> **TASK BRIEF**: Reproduce the listing below, swapping each "Target" for "Object" and leaving everything else unchanged.

[Point labeling listing]
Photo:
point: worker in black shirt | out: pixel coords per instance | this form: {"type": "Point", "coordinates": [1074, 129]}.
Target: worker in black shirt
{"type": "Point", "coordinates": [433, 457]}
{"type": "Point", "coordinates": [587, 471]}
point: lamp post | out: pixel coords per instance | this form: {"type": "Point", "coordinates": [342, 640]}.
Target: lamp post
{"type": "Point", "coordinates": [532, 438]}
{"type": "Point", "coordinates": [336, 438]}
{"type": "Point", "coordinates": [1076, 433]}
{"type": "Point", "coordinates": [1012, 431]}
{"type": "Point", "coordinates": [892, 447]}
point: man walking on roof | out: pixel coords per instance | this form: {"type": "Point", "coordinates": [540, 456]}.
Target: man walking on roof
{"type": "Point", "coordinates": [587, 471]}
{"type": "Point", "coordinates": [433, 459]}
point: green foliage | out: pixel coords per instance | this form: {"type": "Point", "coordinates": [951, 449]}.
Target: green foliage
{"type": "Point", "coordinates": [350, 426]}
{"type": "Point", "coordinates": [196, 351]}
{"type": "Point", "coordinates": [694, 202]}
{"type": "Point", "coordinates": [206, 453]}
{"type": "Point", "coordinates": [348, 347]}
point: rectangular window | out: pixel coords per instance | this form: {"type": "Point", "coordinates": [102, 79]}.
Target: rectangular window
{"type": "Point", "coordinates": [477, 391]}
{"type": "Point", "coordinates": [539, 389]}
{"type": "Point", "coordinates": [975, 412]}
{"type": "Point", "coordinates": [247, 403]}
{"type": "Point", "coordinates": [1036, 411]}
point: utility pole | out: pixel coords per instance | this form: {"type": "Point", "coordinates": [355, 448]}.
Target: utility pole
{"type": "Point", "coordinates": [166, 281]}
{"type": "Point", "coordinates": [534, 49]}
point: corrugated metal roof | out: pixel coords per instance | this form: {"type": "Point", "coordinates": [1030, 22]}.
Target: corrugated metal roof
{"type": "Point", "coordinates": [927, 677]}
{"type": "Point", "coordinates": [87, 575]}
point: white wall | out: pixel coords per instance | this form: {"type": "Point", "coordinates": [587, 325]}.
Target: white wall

> **ANSWER IN FULL**:
Photo:
point: worker in black shirt | out: pixel coords per instance | this form: {"type": "Point", "coordinates": [1074, 129]}.
Object: worker in black shirt
{"type": "Point", "coordinates": [433, 457]}
{"type": "Point", "coordinates": [587, 471]}
point: lamp post | out: pixel coords per instance | this form: {"type": "Point", "coordinates": [342, 640]}.
Object: lamp post
{"type": "Point", "coordinates": [532, 438]}
{"type": "Point", "coordinates": [336, 438]}
{"type": "Point", "coordinates": [1076, 433]}
{"type": "Point", "coordinates": [1012, 431]}
{"type": "Point", "coordinates": [892, 447]}
point: man walking on roof | out: pixel coords per instance | this form: {"type": "Point", "coordinates": [540, 456]}.
Object: man walking on roof
{"type": "Point", "coordinates": [587, 471]}
{"type": "Point", "coordinates": [433, 459]}
point: green foliage | out: pixel coords per instance | this form: {"type": "Point", "coordinates": [951, 449]}.
Object: green foliage
{"type": "Point", "coordinates": [350, 426]}
{"type": "Point", "coordinates": [196, 351]}
{"type": "Point", "coordinates": [694, 202]}
{"type": "Point", "coordinates": [206, 453]}
{"type": "Point", "coordinates": [348, 347]}
point: rectangular window | out: pixel coords per instance | this form: {"type": "Point", "coordinates": [102, 79]}.
Object: rectangular window
{"type": "Point", "coordinates": [477, 391]}
{"type": "Point", "coordinates": [539, 389]}
{"type": "Point", "coordinates": [975, 412]}
{"type": "Point", "coordinates": [247, 403]}
{"type": "Point", "coordinates": [1036, 411]}
point: utility pole | out: pixel coords per instance | this form: {"type": "Point", "coordinates": [355, 448]}.
Object: utility pole
{"type": "Point", "coordinates": [166, 281]}
{"type": "Point", "coordinates": [534, 49]}
point: corrugated metal roof | out: pixel coords per instance | this form: {"type": "Point", "coordinates": [1030, 22]}.
Object: corrugated metal roof
{"type": "Point", "coordinates": [927, 677]}
{"type": "Point", "coordinates": [87, 575]}
point: white wall | out: pixel coords per instance | this form: {"type": "Point", "coordinates": [587, 325]}.
Object: white wall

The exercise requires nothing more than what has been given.